### TEXTE EXTRAIT
══════════

Cela dépend des hommes. Un jour, un homme m’a fait une réflexion douteuse. Il était deux heures du matin, j’avais retiré mon maquillage, et il me dit tout déçu : « Ooh, t’as enlevé ton noir aux yeux ». Je lui ai répondu « l’homme qui m’aimera, m’aimera aussi sans mon noir aux yeux ». C’est un test. Parce que forcément, l’amour, c’est aussi pouvoir se montrer sans fard. C’est vraiment génial de pouvoir enlever les masques. Bien sûr, j’aime être séduisante, aller dans un restaurant en mini-jupe en cuir et talons hauts, et faire fantasmer les regards. Actrice, c’est aussi ça. Mais j’aime l’idée de pouvoir rentrer et troquer mes Manolo Blahnik contre un vieux pijama, pour me glisser dans les bras de mon homme. Je ne cherche que ça maintenant.

Quel conseil donneriez-vous à une personne célibataire?
D’allez au speeddating ! (rires) Il n’y a pas de règles. Eloïse va effectivement sur Internet et dans le speeddating parce qu’elle travaille beaucoup. Les gens qui travaillent comme des dingues et n’ont pas la possibilité de quitter leur milieu sont bien obligées de se dire « pourquoi pas ? ».

Vous ne croyez pas à l’amour sur Internet ?
Non, pas pour moi. Mais parce que j’ai la chance de n’être pas trop moche, de rencontrer beaucoup de monde, des gens très différents, et de beaucoup voyager… Donc d’avoir le choix. C’est finalement aussi une question de temps. Nous sommes dans une société ultraindividualiste, capitaliste, avec du rendement à outrance. Pour travailler mon rôle, j’ai suivi une notaire pendant un mois et demi. Cette femme vivait seule, se levait tous les jours à 7 heures du matin, et rentrait à 20h30. Quand je suis sur un tournage, j’ai quasiment les mêmes horaires. Mais cela ne dure que deux mois ! Si je faisais ça toute l’année, et que je voyais tout le temps la même équipe de tournage, à moins de tomber amoureuse d’un technicien sur le plateau… Comment rencontrerais-je de nouvelles personnes ?

Dans son livre Amours, Jacques Attali évoque le netloving : dans quelques années, on vivra des histoires d’amours simultanément en toute transparence. Est-ce la solution ?
Ah non, pas du tout! Le duo Sartre-de Beauvoir, moi, je n’y crois pas. Cette façon de vivre tue forcément l’amour, la passion amoureuse et la confiance. J’ai vécu l’infidélité, j’ai déjà été trompée : ça tue ! Quand on aime, on est exclusif, entier. L’infidélité est une trahison. Certains prétendent qu’il y a une distinction entre le corps et l’esprit. Pas pour moi. S’imaginer dans les bras d’une autre, c’est déjà une trahison. Et imaginer mon homme dans les bras d’une autre fille, pour moi, c’est insoutenable.

══════════

### DONNÉES FOURNIES
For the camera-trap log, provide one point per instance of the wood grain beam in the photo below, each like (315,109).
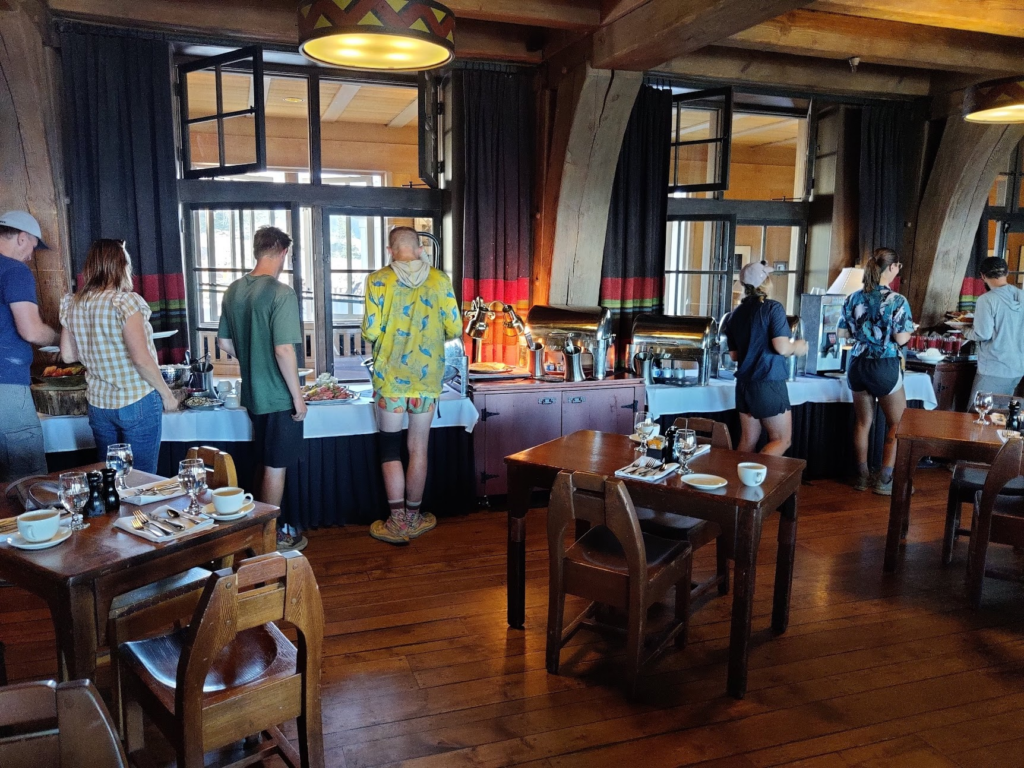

══════════

### TRAVAIL À FAIRE
1. Pouvez-vous reprendre le passage de l'entretien qui s'ouvre sur les mots contenant "Quel conseil donneriez-vous" et se referme sur "sur Internet ?", en remplaçant "speeddating" par "rencontres express" ?
2. Dans l'entretien, répondez à ces questions :
(a) Quelle heure était-il quand un homme a fait une réflexion douteuse à la personne interrogée ?
(b) Pendant combien de temps la personne interrogée a-t-elle suivi une notaire pour travailler son rôle ?
(c) Quel livre de Jacques Attali est cité ?
3. Quelles sont toutes les heures de la journée mentionnées dans l'entretien ?

### RÉPONSES DANS L'ORDRE
1.
Quel conseil donneriez-vous à une personne célibataire?
D’allez au rencontres express ! (rires) Il n’y a pas de règles. Eloïse va effectivement sur Internet et dans le rencontres express parce qu’elle travaille beaucoup. Les gens qui travaillent comme des dingues et n’ont pas la possibilité de quitter leur milieu sont bien obligées de se dire « pourquoi pas ? ».

Vous ne croyez pas à l’amour sur Internet ?

2.
(a) Il était deux heures du matin.
(b) Pendant un mois et demi.
(c) Amours.

3.
deux heures du matin
7 heures du matin
20h30